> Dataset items
********************
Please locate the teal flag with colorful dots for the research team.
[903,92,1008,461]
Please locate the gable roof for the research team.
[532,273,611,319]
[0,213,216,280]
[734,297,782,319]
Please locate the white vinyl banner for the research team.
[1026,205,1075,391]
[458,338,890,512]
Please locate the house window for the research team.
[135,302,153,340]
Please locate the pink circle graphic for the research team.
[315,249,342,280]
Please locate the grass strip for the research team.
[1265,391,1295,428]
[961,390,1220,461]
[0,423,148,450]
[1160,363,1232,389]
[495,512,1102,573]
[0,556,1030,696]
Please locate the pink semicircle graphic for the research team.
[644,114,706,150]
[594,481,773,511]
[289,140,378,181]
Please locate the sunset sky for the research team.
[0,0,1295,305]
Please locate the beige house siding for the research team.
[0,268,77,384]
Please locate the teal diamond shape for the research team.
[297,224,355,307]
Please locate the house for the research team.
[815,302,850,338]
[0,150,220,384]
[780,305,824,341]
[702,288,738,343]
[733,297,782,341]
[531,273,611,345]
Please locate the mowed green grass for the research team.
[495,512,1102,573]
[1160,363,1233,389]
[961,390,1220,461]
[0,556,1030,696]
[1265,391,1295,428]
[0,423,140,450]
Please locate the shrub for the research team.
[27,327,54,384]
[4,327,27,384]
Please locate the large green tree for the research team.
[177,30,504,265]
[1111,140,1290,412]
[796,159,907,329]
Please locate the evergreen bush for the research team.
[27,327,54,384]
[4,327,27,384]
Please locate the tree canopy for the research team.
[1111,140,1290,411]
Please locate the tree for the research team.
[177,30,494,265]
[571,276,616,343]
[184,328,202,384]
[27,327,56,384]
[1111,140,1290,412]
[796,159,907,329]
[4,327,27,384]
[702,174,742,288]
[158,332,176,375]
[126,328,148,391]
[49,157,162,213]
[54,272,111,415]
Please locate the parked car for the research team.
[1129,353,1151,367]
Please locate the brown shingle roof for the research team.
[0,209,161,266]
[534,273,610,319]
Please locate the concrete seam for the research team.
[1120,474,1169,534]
********************
> Task
Rewrite the stretch from the line containing "Please locate the large" through the end of the rows as a numbered list, one line per item, with no blank lines.

> Task response
1. Please locate the large green tree for the research team.
2. [177,30,504,265]
3. [1111,140,1290,412]
4. [796,159,907,329]
5. Please locate the evergreen bush for the research team.
6. [27,327,54,384]
7. [4,327,27,384]
8. Please locate the tree canopy for the research team.
9. [1111,140,1290,411]
10. Please locate the tree for the research team.
11. [177,30,494,265]
12. [571,276,616,343]
13. [184,328,202,384]
14. [27,327,56,384]
15. [1111,140,1290,412]
16. [796,159,907,329]
17. [4,327,27,384]
18. [702,174,742,288]
19. [158,332,176,375]
20. [126,328,148,391]
21. [49,157,162,213]
22. [54,272,111,415]
23. Please locate the parked car for the research team.
24. [1129,353,1151,367]
25. Please locate the brown shingle roof for the research team.
26. [0,209,161,266]
27. [534,273,610,319]
28. Please locate the concrete seam for the research team.
29. [1120,474,1169,534]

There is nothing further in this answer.